== Written problem ==
Render the listing below as a Markdown table with the columns Row and Line, giving each line its row number and leaving out blank lines.

>> start Listed records

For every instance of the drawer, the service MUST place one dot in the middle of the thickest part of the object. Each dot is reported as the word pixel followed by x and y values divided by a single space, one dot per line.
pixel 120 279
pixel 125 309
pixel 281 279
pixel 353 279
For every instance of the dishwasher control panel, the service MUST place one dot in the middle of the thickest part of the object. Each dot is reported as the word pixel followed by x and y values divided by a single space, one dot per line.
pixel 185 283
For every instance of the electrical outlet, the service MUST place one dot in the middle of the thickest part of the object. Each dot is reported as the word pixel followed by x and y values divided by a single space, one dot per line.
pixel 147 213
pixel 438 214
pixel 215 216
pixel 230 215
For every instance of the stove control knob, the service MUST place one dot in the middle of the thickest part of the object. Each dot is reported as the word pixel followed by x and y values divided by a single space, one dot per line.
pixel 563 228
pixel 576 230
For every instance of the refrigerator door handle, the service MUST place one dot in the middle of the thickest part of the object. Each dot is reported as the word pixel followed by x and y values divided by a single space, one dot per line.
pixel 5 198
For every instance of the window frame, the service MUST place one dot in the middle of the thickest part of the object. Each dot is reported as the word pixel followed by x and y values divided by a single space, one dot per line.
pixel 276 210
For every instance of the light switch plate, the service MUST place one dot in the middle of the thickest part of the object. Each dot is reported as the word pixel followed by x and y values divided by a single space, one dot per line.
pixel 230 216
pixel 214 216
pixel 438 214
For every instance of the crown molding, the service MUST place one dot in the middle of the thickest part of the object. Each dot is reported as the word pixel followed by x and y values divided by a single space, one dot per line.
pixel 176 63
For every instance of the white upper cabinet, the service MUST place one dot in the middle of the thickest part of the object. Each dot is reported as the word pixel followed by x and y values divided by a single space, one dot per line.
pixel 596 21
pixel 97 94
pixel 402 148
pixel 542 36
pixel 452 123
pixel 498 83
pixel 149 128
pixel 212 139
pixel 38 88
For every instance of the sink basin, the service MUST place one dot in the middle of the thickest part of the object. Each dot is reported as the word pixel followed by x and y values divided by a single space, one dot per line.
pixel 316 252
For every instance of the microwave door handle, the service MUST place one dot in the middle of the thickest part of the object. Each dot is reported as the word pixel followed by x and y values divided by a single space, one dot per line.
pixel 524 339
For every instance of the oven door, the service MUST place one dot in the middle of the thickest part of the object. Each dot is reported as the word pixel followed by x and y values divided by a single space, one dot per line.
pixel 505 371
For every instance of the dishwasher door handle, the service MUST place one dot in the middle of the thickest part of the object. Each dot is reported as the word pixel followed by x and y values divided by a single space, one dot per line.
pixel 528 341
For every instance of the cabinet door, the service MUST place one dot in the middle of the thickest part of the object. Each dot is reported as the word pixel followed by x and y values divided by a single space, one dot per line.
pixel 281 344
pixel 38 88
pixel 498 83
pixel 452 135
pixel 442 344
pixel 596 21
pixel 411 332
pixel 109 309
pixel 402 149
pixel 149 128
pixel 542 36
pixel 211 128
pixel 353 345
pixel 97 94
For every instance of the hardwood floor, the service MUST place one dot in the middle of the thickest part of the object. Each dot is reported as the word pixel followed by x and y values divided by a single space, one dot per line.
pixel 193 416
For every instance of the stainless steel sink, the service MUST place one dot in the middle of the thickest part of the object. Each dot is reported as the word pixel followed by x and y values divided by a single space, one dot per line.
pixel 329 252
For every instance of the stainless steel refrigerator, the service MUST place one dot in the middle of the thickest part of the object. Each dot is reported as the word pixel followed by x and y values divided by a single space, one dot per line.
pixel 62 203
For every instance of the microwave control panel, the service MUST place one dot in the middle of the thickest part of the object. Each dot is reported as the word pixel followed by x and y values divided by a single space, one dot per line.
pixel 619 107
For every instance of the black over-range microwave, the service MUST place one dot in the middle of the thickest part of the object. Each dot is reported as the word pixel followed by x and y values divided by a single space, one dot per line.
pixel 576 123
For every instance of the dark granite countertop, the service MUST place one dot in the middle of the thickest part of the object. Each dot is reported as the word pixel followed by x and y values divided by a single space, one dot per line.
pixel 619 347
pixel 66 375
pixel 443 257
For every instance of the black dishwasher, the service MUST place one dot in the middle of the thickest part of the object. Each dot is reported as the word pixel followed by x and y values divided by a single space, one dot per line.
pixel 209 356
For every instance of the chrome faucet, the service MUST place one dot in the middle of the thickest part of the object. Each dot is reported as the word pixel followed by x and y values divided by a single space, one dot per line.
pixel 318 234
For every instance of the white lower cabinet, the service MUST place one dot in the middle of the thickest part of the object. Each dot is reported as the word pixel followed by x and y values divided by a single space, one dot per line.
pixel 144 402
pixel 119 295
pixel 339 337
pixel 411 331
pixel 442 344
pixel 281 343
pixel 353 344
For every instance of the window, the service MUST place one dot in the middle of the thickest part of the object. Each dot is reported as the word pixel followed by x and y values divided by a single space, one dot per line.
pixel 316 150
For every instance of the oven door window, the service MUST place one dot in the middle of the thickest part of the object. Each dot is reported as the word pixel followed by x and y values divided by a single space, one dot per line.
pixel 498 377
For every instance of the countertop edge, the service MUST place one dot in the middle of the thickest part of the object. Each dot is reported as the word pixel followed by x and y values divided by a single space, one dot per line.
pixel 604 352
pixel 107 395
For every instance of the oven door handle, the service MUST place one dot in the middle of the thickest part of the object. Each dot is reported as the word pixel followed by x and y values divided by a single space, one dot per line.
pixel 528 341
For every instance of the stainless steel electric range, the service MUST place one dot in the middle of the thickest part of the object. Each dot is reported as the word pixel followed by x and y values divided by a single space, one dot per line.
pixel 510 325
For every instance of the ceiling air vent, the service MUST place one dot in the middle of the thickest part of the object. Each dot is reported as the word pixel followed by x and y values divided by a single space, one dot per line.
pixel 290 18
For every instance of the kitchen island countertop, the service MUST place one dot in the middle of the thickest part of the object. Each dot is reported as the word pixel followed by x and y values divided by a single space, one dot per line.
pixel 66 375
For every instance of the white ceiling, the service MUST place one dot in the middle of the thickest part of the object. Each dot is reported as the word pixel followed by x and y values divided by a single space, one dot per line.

>> end Listed records

== Finished exercise ==
| Row | Line |
|---|---|
| 1 | For every instance of the drawer, the service MUST place one dot in the middle of the thickest part of the object. Each dot is reported as the word pixel followed by x and y values divided by a single space, one dot per line. |
| 2 | pixel 120 279 |
| 3 | pixel 125 309 |
| 4 | pixel 281 279 |
| 5 | pixel 353 279 |
| 6 | For every instance of the dishwasher control panel, the service MUST place one dot in the middle of the thickest part of the object. Each dot is reported as the word pixel followed by x and y values divided by a single space, one dot per line. |
| 7 | pixel 185 283 |
| 8 | For every instance of the electrical outlet, the service MUST place one dot in the middle of the thickest part of the object. Each dot is reported as the word pixel followed by x and y values divided by a single space, one dot per line. |
| 9 | pixel 147 213 |
| 10 | pixel 438 214 |
| 11 | pixel 215 216 |
| 12 | pixel 230 215 |
| 13 | For every instance of the stove control knob, the service MUST place one dot in the middle of the thickest part of the object. Each dot is reported as the word pixel followed by x and y values divided by a single space, one dot per line. |
| 14 | pixel 563 228 |
| 15 | pixel 576 230 |
| 16 | For every instance of the refrigerator door handle, the service MUST place one dot in the middle of the thickest part of the object. Each dot is reported as the word pixel followed by x and y values divided by a single space, one dot per line. |
| 17 | pixel 5 198 |
| 18 | For every instance of the window frame, the service MUST place one dot in the middle of the thickest part of the object. Each dot is reported as the word pixel followed by x and y values divided by a single space, one dot per line. |
| 19 | pixel 276 210 |
| 20 | For every instance of the light switch plate, the service MUST place one dot in the middle of the thickest part of the object. Each dot is reported as the word pixel followed by x and y values divided by a single space, one dot per line. |
| 21 | pixel 230 216 |
| 22 | pixel 214 216 |
| 23 | pixel 438 214 |
| 24 | For every instance of the crown molding, the service MUST place one dot in the middle of the thickest part of the object. Each dot is reported as the word pixel followed by x and y values divided by a single space, one dot per line. |
| 25 | pixel 176 63 |
| 26 | For every instance of the white upper cabinet, the service MUST place one dot in the middle of the thickest part of the object. Each dot is reported as the word pixel followed by x and y values divided by a single space, one dot per line. |
| 27 | pixel 596 21 |
| 28 | pixel 97 94 |
| 29 | pixel 402 148 |
| 30 | pixel 542 36 |
| 31 | pixel 452 123 |
| 32 | pixel 498 83 |
| 33 | pixel 149 128 |
| 34 | pixel 212 139 |
| 35 | pixel 38 88 |
| 36 | For every instance of the sink basin, the service MUST place one dot in the middle of the thickest part of the object. Each dot is reported as the word pixel followed by x and y values divided by a single space, one dot per line. |
| 37 | pixel 316 252 |
| 38 | For every instance of the microwave door handle, the service MUST place one dot in the middle of the thickest part of the object. Each dot is reported as the word pixel followed by x and y values divided by a single space, one dot per line. |
| 39 | pixel 524 339 |
| 40 | For every instance of the oven door, the service MUST place one dot in the middle of the thickest part of the object. Each dot is reported as the word pixel followed by x and y values divided by a single space, one dot per line. |
| 41 | pixel 505 371 |
| 42 | For every instance of the dishwasher door handle, the service MUST place one dot in the middle of the thickest part of the object. Each dot is reported as the word pixel followed by x and y values divided by a single space, one dot per line. |
| 43 | pixel 528 341 |
| 44 | For every instance of the cabinet door, the service MUST place one dot in the middle of the thickest part of the object. Each dot is reported as the word pixel followed by x and y values divided by a single space, one dot per line. |
| 45 | pixel 281 344 |
| 46 | pixel 38 88 |
| 47 | pixel 498 83 |
| 48 | pixel 452 135 |
| 49 | pixel 442 344 |
| 50 | pixel 596 21 |
| 51 | pixel 411 332 |
| 52 | pixel 109 309 |
| 53 | pixel 402 149 |
| 54 | pixel 149 128 |
| 55 | pixel 542 36 |
| 56 | pixel 211 128 |
| 57 | pixel 353 345 |
| 58 | pixel 97 94 |
| 59 | For every instance of the hardwood floor, the service MUST place one dot in the middle of the thickest part of the object. Each dot is reported as the word pixel followed by x and y values divided by a single space, one dot per line. |
| 60 | pixel 193 416 |
| 61 | For every instance of the stainless steel sink, the service MUST place one dot in the middle of the thickest part of the object. Each dot is reported as the word pixel followed by x and y values divided by a single space, one dot per line. |
| 62 | pixel 329 252 |
| 63 | For every instance of the stainless steel refrigerator, the service MUST place one dot in the middle of the thickest part of the object. Each dot is reported as the word pixel followed by x and y values divided by a single space, one dot per line. |
| 64 | pixel 62 203 |
| 65 | For every instance of the microwave control panel, the service MUST place one dot in the middle of the thickest part of the object. Each dot is reported as the word pixel followed by x and y values divided by a single space, one dot per line. |
| 66 | pixel 619 107 |
| 67 | For every instance of the black over-range microwave, the service MUST place one dot in the middle of the thickest part of the object. Each dot is reported as the word pixel followed by x and y values divided by a single space, one dot per line. |
| 68 | pixel 576 123 |
| 69 | For every instance of the dark granite countertop, the service MUST place one dot in the middle of the thickest part of the object. Each dot is reported as the word pixel followed by x and y values divided by a single space, one dot per line. |
| 70 | pixel 619 347 |
| 71 | pixel 66 375 |
| 72 | pixel 443 257 |
| 73 | For every instance of the black dishwasher, the service MUST place one dot in the middle of the thickest part of the object. Each dot is reported as the word pixel followed by x and y values divided by a single space, one dot per line. |
| 74 | pixel 209 356 |
| 75 | For every instance of the chrome faucet, the service MUST place one dot in the middle of the thickest part of the object. Each dot is reported as the word pixel followed by x and y values divided by a single space, one dot per line. |
| 76 | pixel 318 234 |
| 77 | For every instance of the white lower cabinet, the service MUST place one dot in the middle of the thickest part of the object. Each dot is reported as the word pixel followed by x and y values divided by a single space, one dot per line. |
| 78 | pixel 144 402 |
| 79 | pixel 119 295 |
| 80 | pixel 339 337 |
| 81 | pixel 411 331 |
| 82 | pixel 442 344 |
| 83 | pixel 281 343 |
| 84 | pixel 353 344 |
| 85 | For every instance of the window, the service MUST place one dot in the middle of the thickest part of the object. Each dot is reported as the word pixel followed by x and y values divided by a single space, one dot per line. |
| 86 | pixel 316 150 |
| 87 | For every instance of the oven door window, the service MUST place one dot in the middle of the thickest part of the object. Each dot is reported as the word pixel followed by x and y values divided by a single space, one dot per line. |
| 88 | pixel 498 377 |
| 89 | For every instance of the countertop edge, the service MUST place one dot in the middle of the thickest part of the object. Each dot is reported as the word pixel followed by x and y values divided by a single space, one dot per line. |
| 90 | pixel 604 352 |
| 91 | pixel 107 395 |
| 92 | For every instance of the oven door handle, the service MUST place one dot in the middle of the thickest part of the object. Each dot is reported as the word pixel followed by x and y values divided by a single space, one dot per line. |
| 93 | pixel 528 341 |
| 94 | For every instance of the stainless steel electric range, the service MUST place one dot in the middle of the thickest part of the object. Each dot is reported as the word pixel followed by x and y values divided by a single space, one dot per line. |
| 95 | pixel 510 325 |
| 96 | For every instance of the ceiling air vent, the service MUST place one dot in the middle of the thickest part of the object. Each dot is reported as the word pixel followed by x and y values divided by a single space, one dot per line. |
| 97 | pixel 290 18 |
| 98 | For every instance of the kitchen island countertop, the service MUST place one dot in the middle of the thickest part of the object. Each dot is reported as the word pixel followed by x and y values divided by a single space, one dot per line. |
| 99 | pixel 66 375 |
| 100 | For every instance of the white ceiling, the service MUST place one dot in the middle of the thickest part of the object. Each dot is reported as the word pixel followed by x and y values divided by a single space, one dot per line. |